> _WHAT YOU WILL DO_
The stretch from the line with "# for every instance of the road" through the line with "# for every instance of the power" in the records below: write it out exactly, and nothing else.

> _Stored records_

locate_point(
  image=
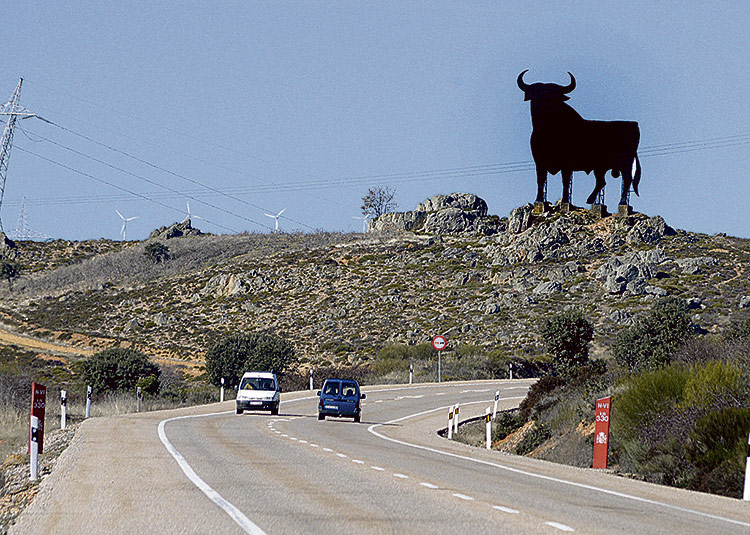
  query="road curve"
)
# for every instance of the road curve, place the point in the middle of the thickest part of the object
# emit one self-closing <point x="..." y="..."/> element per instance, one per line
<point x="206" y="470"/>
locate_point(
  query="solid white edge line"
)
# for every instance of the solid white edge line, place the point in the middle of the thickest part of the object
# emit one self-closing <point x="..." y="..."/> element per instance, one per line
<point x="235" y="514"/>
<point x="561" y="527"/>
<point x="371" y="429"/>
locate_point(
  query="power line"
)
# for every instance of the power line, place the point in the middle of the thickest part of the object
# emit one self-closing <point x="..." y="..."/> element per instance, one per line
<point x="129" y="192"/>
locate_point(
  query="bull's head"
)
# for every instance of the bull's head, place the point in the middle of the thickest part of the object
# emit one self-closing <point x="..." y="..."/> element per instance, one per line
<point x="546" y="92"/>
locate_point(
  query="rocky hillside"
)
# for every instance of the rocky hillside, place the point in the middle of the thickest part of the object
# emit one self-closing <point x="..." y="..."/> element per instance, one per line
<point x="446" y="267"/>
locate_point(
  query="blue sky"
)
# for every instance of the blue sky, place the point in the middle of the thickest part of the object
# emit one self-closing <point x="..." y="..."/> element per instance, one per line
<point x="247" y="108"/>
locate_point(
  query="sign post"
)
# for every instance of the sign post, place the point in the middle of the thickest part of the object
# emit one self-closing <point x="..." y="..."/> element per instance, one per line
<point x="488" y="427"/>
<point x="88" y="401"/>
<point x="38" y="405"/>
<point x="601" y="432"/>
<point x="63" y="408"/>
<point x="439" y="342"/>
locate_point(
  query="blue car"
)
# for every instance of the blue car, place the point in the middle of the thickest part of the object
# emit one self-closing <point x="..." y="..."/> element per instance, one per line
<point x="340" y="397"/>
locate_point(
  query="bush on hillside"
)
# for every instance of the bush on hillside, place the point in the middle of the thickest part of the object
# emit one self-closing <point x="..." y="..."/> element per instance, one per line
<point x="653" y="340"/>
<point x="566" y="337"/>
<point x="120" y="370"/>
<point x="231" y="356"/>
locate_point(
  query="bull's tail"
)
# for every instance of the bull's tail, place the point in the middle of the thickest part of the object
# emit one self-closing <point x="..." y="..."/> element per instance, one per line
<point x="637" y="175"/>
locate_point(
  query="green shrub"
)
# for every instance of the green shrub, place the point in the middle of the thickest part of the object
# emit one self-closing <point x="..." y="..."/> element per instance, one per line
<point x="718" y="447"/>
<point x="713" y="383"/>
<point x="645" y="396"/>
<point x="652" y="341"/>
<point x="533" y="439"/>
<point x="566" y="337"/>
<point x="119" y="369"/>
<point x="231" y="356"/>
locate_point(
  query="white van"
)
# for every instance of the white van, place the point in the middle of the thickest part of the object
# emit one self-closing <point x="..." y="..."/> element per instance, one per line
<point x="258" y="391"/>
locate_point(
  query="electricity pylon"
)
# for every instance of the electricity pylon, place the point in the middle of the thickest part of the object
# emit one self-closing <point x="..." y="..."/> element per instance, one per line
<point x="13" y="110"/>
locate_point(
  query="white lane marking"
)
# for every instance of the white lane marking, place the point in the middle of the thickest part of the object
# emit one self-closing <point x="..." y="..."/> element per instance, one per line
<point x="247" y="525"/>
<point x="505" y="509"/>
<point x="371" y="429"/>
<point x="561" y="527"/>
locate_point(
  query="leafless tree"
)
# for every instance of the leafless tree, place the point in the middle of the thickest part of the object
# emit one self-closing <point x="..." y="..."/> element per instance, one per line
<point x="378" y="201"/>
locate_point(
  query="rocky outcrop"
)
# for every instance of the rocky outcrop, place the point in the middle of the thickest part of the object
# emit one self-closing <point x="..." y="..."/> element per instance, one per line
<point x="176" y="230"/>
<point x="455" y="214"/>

> _TASK ANSWER_
# for every instance of the road curve, place the point in the middle of the thickest part of the object
# emit one self-closing <point x="..." y="..."/> element per instance, one per line
<point x="206" y="470"/>
locate_point(
  query="solid white edge line"
)
# for every instance of the solid white edge line, place the point in the middle of the thickest part of the object
# emit one self-closing <point x="..." y="..."/> element per instance, one per line
<point x="235" y="514"/>
<point x="561" y="527"/>
<point x="371" y="429"/>
locate_point(
  query="power line"
)
# for every instance of the power line, place the point in the middle of the thickest part of the object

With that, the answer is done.